* Task data *

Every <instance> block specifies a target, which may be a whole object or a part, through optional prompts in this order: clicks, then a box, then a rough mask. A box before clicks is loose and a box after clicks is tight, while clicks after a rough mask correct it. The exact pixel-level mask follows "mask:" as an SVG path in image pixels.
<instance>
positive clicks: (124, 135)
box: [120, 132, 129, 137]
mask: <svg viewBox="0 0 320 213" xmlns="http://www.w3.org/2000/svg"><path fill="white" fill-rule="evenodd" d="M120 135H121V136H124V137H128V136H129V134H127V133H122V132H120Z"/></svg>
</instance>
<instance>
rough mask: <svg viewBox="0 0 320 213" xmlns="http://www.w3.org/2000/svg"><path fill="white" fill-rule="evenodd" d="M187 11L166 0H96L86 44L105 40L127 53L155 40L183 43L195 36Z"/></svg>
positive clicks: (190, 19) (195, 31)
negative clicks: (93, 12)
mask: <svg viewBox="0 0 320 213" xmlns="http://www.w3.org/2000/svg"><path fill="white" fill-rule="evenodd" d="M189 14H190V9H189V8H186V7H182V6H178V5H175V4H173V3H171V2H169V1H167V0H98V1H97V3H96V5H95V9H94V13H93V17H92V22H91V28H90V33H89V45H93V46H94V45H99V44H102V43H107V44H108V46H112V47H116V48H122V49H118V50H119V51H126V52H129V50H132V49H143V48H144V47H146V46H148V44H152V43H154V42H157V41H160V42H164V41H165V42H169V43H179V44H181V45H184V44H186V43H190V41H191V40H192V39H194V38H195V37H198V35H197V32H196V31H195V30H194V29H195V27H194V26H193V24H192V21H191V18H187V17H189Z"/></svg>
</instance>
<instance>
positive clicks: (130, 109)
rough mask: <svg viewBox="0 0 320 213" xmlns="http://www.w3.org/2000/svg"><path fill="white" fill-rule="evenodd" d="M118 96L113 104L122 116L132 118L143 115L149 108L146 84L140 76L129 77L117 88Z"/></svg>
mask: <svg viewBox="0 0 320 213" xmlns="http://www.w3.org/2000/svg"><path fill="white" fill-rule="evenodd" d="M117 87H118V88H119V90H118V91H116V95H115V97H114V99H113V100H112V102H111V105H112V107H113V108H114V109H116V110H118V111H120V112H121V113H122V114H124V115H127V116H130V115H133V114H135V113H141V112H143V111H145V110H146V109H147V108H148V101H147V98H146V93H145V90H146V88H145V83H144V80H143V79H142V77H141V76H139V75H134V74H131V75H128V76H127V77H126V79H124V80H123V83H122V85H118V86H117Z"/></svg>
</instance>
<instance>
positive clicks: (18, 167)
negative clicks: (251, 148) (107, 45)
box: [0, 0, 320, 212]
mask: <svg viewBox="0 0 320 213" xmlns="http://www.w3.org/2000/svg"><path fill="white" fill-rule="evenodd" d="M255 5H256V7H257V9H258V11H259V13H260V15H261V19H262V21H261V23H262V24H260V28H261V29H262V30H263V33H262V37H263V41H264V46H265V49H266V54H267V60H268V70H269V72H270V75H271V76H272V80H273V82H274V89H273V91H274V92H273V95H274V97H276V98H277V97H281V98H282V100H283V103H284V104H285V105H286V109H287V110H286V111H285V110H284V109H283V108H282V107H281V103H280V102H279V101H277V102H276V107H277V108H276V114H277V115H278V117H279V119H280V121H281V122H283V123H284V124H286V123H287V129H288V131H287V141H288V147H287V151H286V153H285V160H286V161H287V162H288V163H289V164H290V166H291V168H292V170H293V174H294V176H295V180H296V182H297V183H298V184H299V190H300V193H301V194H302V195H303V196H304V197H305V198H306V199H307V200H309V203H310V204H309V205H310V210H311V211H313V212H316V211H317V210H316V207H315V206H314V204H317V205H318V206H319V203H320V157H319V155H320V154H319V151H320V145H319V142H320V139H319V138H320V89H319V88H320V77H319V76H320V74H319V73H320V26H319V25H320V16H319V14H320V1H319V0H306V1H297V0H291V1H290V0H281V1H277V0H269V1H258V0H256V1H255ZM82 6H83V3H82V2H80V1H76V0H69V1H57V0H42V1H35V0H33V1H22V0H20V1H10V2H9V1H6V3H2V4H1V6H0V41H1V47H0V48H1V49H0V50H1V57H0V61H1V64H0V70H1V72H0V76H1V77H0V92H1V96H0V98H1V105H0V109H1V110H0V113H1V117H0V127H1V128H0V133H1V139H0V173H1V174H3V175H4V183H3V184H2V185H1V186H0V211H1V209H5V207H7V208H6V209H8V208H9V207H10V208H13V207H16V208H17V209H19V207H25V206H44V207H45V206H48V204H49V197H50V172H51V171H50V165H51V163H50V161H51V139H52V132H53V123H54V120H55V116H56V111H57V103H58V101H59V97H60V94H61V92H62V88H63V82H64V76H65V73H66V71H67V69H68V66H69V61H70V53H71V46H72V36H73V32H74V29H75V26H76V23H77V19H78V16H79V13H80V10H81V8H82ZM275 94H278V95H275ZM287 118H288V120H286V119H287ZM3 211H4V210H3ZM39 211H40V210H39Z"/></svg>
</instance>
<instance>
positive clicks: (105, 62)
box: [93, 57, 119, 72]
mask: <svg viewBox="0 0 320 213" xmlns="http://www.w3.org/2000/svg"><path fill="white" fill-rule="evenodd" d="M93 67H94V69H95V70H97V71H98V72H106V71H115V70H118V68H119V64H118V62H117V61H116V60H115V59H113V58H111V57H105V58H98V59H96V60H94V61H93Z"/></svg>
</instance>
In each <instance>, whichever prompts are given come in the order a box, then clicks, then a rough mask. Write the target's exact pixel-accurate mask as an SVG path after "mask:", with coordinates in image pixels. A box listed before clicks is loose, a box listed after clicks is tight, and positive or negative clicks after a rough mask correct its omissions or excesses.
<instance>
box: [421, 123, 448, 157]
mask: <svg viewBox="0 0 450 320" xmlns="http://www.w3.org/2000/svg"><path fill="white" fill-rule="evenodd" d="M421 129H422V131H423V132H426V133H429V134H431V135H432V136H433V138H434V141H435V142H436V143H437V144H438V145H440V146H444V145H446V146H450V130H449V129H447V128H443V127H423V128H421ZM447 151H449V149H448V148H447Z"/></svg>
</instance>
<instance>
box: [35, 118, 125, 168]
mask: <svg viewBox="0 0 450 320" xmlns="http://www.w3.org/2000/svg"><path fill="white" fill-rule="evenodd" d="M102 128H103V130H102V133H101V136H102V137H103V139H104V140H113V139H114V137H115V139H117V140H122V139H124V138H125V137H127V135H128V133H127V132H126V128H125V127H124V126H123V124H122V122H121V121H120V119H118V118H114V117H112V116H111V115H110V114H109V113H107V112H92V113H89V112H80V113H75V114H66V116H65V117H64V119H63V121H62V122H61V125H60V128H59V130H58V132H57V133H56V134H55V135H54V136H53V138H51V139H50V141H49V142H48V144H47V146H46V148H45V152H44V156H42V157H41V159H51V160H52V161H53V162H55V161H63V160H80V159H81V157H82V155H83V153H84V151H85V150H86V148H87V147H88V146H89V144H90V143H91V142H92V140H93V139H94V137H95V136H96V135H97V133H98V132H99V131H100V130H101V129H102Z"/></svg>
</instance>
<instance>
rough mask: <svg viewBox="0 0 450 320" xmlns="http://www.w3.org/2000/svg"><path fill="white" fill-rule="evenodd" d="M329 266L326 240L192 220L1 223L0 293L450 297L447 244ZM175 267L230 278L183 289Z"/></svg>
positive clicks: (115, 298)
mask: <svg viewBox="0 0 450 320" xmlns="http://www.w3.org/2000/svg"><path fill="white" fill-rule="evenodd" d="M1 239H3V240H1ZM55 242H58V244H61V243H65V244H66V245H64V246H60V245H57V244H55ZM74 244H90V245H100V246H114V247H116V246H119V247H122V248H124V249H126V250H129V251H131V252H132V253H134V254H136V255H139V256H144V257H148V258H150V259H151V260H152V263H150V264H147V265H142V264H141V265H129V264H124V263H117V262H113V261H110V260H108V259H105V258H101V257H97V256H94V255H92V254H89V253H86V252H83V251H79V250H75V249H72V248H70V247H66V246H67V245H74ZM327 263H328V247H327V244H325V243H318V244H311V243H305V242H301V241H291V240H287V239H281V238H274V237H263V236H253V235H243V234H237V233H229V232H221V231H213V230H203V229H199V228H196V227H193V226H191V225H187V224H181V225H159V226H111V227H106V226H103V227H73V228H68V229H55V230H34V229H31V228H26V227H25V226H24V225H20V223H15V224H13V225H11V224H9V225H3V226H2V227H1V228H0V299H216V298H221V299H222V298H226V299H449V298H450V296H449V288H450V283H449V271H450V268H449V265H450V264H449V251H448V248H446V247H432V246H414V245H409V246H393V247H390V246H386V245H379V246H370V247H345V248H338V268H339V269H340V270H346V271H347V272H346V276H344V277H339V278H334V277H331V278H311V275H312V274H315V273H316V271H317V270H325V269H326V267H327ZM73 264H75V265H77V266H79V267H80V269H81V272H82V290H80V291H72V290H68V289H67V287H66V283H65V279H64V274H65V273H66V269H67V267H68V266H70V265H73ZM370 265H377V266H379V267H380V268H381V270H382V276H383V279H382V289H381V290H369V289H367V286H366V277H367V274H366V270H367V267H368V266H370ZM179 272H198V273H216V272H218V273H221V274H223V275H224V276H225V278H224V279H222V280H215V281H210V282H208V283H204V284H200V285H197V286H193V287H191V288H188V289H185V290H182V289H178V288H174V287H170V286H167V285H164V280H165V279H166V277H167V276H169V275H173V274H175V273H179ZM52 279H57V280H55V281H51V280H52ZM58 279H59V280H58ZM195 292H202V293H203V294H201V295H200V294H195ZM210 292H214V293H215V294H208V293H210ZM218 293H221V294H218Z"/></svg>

* Requirement *
Everything from the first line of the entries above through the line with "positive clicks: (124, 135)" is to be reproduced exactly, and nothing else.

* Written solution *
Every <instance> block specifies a target, which may be a whole object or a part, through optional prompts in this order: clicks, then a box, then a rough mask. A box before clicks is loose and a box after clicks is tight, while clicks after a rough mask correct it. The exact pixel-level mask follows "mask:" as an SVG path in image pixels.
<instance>
positive clicks: (124, 135)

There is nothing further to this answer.